## Start

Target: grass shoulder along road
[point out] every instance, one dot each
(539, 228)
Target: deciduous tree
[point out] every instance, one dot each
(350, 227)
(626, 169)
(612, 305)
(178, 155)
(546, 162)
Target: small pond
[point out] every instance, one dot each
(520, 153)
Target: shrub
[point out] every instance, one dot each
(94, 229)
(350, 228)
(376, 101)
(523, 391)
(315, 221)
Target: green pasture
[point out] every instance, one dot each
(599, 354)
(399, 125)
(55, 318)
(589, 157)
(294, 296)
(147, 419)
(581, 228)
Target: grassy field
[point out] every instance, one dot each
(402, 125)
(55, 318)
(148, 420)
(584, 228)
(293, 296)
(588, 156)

## End

__EXERCISE__.
Write out every line of the rows above again, requests included, and add 30 to each number in the answer coordinates.

__RESPONSE__.
Target: grass shoulder along road
[point out] every instance, one dot each
(569, 258)
Target: deciduous tree
[point out] every instance, one dot each
(380, 257)
(656, 199)
(642, 335)
(208, 185)
(576, 192)
Target: small pond
[point out] every instance, one dot each
(550, 183)
Target: shrub
[point out] every instance, one dot each
(124, 259)
(380, 258)
(406, 131)
(553, 421)
(345, 251)
Target: green pasture
[point out] every instance, one dot each
(629, 384)
(429, 155)
(85, 348)
(619, 187)
(324, 326)
(177, 449)
(611, 258)
Target: grassy field
[point out] every instance, one dot each
(432, 155)
(85, 348)
(178, 450)
(614, 258)
(323, 326)
(618, 186)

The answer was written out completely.